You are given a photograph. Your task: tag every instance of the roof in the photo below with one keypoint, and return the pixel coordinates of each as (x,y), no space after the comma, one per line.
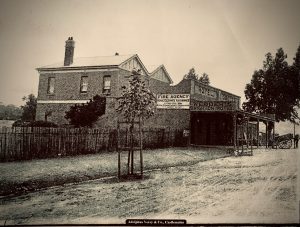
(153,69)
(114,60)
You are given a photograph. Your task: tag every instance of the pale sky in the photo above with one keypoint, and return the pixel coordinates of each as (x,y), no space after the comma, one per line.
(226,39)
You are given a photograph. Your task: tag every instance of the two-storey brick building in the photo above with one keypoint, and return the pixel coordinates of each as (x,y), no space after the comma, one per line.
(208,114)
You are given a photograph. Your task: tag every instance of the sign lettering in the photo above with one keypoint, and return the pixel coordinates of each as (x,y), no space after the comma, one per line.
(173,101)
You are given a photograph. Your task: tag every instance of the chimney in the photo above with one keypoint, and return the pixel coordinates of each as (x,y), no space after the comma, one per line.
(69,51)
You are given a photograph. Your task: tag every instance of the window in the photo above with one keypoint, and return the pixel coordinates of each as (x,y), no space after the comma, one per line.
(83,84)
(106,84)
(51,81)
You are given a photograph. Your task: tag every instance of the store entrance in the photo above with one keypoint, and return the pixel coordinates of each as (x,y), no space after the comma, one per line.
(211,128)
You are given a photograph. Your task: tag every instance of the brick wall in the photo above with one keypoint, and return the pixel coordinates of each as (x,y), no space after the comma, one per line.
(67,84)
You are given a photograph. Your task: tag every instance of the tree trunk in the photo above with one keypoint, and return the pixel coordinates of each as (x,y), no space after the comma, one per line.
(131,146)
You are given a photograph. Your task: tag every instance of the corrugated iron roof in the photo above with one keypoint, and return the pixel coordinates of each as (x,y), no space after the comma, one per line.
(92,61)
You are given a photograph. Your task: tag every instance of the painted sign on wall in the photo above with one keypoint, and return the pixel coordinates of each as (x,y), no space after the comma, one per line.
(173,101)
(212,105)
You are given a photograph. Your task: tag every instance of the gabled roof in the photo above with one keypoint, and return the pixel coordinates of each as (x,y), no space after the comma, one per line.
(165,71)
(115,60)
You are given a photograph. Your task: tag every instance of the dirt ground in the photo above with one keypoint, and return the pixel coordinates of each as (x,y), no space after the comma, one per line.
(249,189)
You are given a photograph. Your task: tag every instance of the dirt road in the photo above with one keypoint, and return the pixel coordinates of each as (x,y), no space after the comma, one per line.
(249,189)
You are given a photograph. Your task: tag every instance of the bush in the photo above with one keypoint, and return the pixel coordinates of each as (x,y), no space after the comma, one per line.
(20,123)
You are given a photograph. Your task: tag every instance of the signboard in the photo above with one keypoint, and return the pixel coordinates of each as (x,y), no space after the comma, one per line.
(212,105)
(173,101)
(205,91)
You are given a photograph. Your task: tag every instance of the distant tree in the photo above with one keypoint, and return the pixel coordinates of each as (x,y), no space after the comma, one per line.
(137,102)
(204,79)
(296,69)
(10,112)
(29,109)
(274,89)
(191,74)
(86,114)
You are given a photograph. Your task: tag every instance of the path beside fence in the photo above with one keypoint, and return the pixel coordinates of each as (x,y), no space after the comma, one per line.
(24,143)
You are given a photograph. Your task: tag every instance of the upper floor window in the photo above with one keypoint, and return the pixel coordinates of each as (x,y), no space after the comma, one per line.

----------------------------------------

Task: Quote every entry exactly, with the pictures omitted.

Worked answer:
You are given a photograph. Your task: tag every instance of the roof in the photo below with one keypoint, and return the pixel coordinates of each as (x,y), no space after the comma, one per line.
(153,69)
(114,60)
You are given a photograph. Your task: tag every instance of the pale sky in the photo above with one keypoint, and return the pixel coordinates of each as (x,y), no space after the comma, one per line.
(226,39)
You are given a photograph. Your task: tag every instance of the two-storey brick building in the photo above with one keypoint, and return the pixel coordinates of each as (x,y), no space after the comma, one per line.
(208,114)
You are given a photograph. Your task: tag every instance of the sign lettering in the photo above with one keypoint, and return the pixel coordinates of each as (x,y), no space after the comma, one per line.
(173,101)
You are given a photograph. Your task: tag every instance of the chimney in the photo above with one keypoint, and return the pixel coordinates of each as (x,y), no space after the comma, one per line.
(69,51)
You are given a photograph. Your task: tag every instance of the window in the photo above with one keypoint, and return the pixel coordinates of each as (x,y), no space after the comma, one per line.
(83,84)
(106,84)
(51,81)
You are given a photograph. Your task: tag every instance of the store entrance in the photo above with one keypoint, and return the pixel coordinates of each as (x,y), no space after the comma, one per line.
(211,128)
You are given a photograph. Your task: tag every instance of the brick wall in the photo above with one keypoint, and return the pixel coordinates of each as (x,y), no space after the comma, one per line.
(67,84)
You are given a photograph. Your task: tag every instance of the tree trunk in the photo above with one keypoint, and return the pixel coordinates of each as (x,y), no space after the comma, one per line.
(131,146)
You are given a photograph. Your task: tag every instance of the corrugated iron roof in the photo above with one keypoint, and return the pixel coordinates of each as (x,y), no space after the comma, one per line.
(92,61)
You are given a photograph. Your task: tag every instance of the painted sign on wall in the photo above with one keypoint, and return the pixel coordinates of each as (x,y), no space after the comma, one per line.
(173,101)
(212,105)
You are given a photograph. Your task: tag every instance of the gabled roof in the photo above with one keypoint, and return the pixel coordinates of each as (x,y), no space after the comma, one per line.
(165,71)
(115,60)
You are given a photograph. Your task: tag every instance of the dirt ground in the photo above with one keypoint, and return the pixel coordinates of each as (x,y), no space after the comma, one per line.
(249,189)
You are given a photograph. Your task: tag every instance of the dirt road in the photo above with one keypoint, and return the pixel coordinates of each as (x,y), no space after the comma, one per line.
(249,189)
You are given a photograph. Your task: tag every instance of the bush in the photo above with one keypoint, and return the pixel coordinates of each as (x,y), no space after the comma, one per line.
(20,123)
You are given a photograph. Your task: tag every instance of the signboard in the photo above with one keypoint, and return the pixel coordinates of each as (x,y), no space after the comma, one per line.
(212,105)
(173,101)
(205,91)
You are given a photograph. Your task: tag every instance of the distant tree in the photo above with one keypoint, and return the pixel coordinates of each as (x,y), no space after the comma, one per line.
(137,102)
(204,79)
(296,69)
(10,112)
(29,109)
(274,89)
(191,74)
(86,114)
You are given a photograph. Your task: tag every instance of the path beside fence in the photo above with one keypoint, and return the pixel coordinates of each as (x,y), no space after the comma, one per line.
(24,143)
You are given a photograph. Your task: tag every instance of the upper floor window in the photo above with one keypoint, and return the pixel coordinates of each as (x,y), no space after the comma, one per line.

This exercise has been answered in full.